## Exercise goal
The entries below are to be repeated verbatim, in full.

## Task material
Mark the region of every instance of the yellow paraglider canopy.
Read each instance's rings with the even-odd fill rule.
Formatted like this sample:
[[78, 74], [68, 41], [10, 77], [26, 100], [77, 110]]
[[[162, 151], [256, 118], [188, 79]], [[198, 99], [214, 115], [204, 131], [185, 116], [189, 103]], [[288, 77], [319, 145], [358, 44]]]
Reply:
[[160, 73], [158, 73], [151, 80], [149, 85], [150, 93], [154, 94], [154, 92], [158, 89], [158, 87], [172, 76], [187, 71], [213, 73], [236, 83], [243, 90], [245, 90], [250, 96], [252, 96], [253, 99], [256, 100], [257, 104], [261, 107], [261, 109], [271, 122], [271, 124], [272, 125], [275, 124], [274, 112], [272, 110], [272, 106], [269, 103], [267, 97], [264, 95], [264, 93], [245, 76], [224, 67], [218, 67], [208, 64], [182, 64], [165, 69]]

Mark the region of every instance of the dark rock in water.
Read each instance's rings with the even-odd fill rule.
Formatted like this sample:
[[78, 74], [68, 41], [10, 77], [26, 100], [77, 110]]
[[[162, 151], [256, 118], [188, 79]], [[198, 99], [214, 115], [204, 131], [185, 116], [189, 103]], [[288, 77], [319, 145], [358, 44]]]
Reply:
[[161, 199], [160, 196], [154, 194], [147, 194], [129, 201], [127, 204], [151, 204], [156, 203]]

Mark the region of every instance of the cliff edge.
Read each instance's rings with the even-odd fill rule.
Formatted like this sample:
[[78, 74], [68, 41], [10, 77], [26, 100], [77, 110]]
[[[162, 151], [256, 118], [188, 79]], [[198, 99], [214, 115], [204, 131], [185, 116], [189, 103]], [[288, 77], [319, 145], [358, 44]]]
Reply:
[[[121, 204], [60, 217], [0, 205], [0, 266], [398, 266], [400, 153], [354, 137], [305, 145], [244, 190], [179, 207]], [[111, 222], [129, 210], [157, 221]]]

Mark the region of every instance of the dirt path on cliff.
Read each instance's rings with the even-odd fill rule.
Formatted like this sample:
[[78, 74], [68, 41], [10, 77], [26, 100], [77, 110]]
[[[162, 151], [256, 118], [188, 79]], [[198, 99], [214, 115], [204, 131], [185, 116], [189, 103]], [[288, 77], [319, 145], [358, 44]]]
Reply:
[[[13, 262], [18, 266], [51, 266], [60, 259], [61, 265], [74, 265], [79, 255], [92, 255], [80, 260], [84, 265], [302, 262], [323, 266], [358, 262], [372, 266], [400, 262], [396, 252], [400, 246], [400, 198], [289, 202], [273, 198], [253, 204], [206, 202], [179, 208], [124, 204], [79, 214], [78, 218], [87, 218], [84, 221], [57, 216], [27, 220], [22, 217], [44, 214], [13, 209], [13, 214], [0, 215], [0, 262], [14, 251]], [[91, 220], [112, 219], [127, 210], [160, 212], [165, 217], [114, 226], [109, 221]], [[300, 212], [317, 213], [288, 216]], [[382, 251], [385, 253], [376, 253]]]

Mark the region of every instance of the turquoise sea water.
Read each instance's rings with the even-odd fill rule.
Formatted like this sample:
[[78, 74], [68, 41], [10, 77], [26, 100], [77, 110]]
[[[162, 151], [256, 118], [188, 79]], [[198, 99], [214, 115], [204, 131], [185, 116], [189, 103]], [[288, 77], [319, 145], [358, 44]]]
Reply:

## Written response
Mark the region of every instance of the yellow paraglider canopy.
Read each instance's rings with the even-odd fill rule.
Formatted like this sample:
[[78, 74], [68, 41], [10, 77], [26, 100], [77, 110]]
[[[162, 151], [256, 118], [188, 79]], [[198, 99], [214, 115], [204, 131], [185, 116], [189, 103]], [[288, 77], [319, 145], [358, 44]]]
Reply:
[[160, 73], [158, 73], [151, 80], [149, 85], [150, 93], [154, 94], [154, 92], [158, 89], [158, 87], [172, 76], [187, 71], [213, 73], [236, 83], [243, 90], [245, 90], [250, 96], [252, 96], [253, 99], [256, 100], [257, 104], [261, 107], [261, 109], [271, 122], [271, 124], [272, 125], [275, 124], [274, 112], [272, 110], [272, 106], [269, 103], [267, 97], [264, 95], [264, 93], [245, 76], [224, 67], [218, 67], [208, 64], [182, 64], [165, 69]]

Mark the region of every instance of the dark rock in water.
Read each instance's rings with the even-odd fill rule.
Formatted like this sample:
[[78, 74], [68, 41], [10, 77], [26, 100], [77, 110]]
[[[162, 151], [256, 118], [188, 79]], [[198, 99], [214, 115], [204, 131], [185, 116], [189, 103]], [[288, 77], [319, 145], [358, 44]]]
Reply:
[[161, 199], [160, 196], [154, 194], [147, 194], [129, 201], [127, 204], [151, 204], [156, 203]]

Mark the region of every instance of the cliff edge.
Read each instance's rings with the even-odd fill rule.
Formatted like this sample:
[[78, 74], [68, 41], [10, 77], [26, 100], [77, 110]]
[[[162, 151], [256, 118], [188, 79]], [[198, 99], [214, 115], [204, 131], [185, 116], [189, 103]], [[288, 77], [319, 145], [358, 44]]]
Reply:
[[[121, 204], [60, 217], [0, 205], [0, 266], [398, 266], [400, 153], [354, 137], [305, 145], [244, 190], [179, 207]], [[111, 222], [129, 210], [157, 221]]]

Mark the region of every instance of the dirt path on cliff.
Read each instance's rings with the even-odd fill rule.
Formatted like this sample:
[[78, 74], [68, 41], [10, 77], [26, 100], [77, 110]]
[[[162, 151], [256, 118], [188, 79]], [[198, 99], [214, 115], [204, 131], [185, 116], [189, 103]], [[288, 77], [319, 145], [358, 44]]]
Reply:
[[[13, 262], [18, 266], [51, 266], [60, 259], [61, 265], [74, 265], [79, 255], [92, 255], [80, 260], [84, 265], [302, 262], [323, 266], [358, 262], [372, 266], [400, 262], [396, 252], [400, 246], [400, 198], [289, 202], [273, 198], [253, 204], [206, 202], [179, 208], [124, 204], [79, 214], [78, 218], [87, 218], [84, 221], [57, 216], [27, 220], [22, 217], [44, 214], [13, 209], [13, 214], [0, 215], [0, 262], [14, 251]], [[91, 220], [112, 219], [127, 210], [160, 212], [165, 217], [114, 226], [109, 221]], [[300, 212], [317, 213], [288, 216]], [[382, 251], [385, 253], [376, 253]]]

Mark the region of every instance of the turquoise sea water.
Read each instance's rings with the even-odd fill rule.
Formatted like this sample:
[[78, 74], [68, 41], [10, 77], [26, 100], [77, 110]]
[[[162, 151], [256, 118], [188, 79]], [[198, 99], [214, 115], [204, 131], [185, 116], [189, 103]], [[288, 77], [319, 145], [358, 44]]]
Reply:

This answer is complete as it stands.